Pull out every line in the data below that contains the word "light".

....................

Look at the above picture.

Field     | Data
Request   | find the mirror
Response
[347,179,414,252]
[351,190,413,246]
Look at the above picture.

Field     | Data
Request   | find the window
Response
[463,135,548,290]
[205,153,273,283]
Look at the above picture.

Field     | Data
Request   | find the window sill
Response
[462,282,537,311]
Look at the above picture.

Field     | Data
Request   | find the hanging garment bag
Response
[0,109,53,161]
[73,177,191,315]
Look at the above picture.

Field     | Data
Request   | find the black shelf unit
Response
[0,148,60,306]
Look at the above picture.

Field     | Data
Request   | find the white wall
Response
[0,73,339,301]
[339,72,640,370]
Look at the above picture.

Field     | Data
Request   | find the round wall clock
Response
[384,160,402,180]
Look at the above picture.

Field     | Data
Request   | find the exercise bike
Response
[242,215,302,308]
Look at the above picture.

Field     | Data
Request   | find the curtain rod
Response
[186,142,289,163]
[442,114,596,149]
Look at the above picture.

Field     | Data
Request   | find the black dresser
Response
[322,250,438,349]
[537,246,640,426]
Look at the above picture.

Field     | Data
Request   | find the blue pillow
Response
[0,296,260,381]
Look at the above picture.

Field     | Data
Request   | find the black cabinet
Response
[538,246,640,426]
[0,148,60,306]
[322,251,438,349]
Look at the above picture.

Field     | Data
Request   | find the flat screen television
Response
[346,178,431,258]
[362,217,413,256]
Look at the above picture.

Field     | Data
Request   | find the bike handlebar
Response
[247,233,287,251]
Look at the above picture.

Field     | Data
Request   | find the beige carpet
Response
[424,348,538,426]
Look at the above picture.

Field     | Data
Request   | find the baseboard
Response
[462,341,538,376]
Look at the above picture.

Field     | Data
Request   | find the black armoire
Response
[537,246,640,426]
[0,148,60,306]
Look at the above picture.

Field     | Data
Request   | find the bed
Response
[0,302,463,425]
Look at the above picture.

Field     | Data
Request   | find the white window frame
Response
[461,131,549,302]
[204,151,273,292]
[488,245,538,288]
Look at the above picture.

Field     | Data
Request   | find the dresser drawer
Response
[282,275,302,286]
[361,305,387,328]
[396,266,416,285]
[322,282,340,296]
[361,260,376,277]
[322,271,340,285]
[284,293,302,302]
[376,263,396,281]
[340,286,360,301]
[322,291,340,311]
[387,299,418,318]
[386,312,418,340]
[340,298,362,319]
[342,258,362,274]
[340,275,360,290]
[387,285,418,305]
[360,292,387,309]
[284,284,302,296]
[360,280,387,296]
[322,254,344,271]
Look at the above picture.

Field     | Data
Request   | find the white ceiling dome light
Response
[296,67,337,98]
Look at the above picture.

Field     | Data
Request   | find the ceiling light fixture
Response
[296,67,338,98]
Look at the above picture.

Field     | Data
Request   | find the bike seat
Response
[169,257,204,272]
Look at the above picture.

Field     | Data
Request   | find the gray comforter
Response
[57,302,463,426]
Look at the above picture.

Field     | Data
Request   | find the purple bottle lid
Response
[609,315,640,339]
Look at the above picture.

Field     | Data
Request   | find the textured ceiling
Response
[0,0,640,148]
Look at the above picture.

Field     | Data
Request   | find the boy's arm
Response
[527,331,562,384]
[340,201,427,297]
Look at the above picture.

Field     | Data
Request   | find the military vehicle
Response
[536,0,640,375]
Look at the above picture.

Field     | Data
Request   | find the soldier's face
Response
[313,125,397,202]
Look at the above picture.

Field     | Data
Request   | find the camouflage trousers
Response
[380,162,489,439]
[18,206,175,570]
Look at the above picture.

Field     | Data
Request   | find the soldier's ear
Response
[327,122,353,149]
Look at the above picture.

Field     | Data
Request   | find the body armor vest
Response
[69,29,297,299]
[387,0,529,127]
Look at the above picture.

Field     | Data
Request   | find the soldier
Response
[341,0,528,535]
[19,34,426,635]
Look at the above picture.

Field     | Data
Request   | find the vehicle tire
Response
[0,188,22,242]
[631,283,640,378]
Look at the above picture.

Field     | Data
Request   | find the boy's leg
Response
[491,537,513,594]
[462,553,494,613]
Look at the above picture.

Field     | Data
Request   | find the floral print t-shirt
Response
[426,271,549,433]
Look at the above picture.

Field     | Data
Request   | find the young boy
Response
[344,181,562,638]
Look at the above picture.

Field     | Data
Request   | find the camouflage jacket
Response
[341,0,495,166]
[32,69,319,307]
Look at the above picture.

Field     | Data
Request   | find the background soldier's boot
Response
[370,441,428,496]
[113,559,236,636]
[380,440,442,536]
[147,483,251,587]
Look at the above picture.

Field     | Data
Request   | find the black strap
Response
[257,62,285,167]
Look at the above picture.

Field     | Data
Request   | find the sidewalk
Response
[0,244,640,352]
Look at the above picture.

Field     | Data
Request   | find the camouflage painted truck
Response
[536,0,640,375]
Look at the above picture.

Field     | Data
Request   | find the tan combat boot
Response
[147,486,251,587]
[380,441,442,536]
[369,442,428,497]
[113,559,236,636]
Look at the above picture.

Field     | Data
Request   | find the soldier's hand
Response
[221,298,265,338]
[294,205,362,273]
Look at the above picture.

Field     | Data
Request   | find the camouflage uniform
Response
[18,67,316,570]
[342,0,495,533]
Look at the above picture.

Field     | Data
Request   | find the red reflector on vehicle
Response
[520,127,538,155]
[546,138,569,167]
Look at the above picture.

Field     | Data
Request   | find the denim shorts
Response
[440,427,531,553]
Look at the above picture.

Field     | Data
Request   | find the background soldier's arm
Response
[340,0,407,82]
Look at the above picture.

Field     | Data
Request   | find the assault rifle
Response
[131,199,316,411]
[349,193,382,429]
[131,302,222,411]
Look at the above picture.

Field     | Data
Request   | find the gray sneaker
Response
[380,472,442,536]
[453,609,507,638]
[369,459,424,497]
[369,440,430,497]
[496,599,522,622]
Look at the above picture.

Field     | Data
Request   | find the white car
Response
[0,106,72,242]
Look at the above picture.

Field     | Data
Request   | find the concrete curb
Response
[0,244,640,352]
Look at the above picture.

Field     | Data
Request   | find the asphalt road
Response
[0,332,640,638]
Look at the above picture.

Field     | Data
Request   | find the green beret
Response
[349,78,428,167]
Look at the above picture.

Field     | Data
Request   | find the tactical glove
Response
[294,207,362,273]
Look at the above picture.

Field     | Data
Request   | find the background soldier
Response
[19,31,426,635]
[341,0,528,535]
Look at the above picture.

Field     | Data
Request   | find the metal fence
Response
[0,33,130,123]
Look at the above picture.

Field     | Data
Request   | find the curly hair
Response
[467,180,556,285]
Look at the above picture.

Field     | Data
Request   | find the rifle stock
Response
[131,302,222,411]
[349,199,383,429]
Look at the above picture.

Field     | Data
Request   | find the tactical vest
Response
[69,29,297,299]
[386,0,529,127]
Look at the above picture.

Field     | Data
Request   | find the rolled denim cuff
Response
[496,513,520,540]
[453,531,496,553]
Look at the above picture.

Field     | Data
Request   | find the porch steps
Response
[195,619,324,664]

....................

### Answer below
Request   | find the white ceiling dome light
Request   | find the ceiling light fixture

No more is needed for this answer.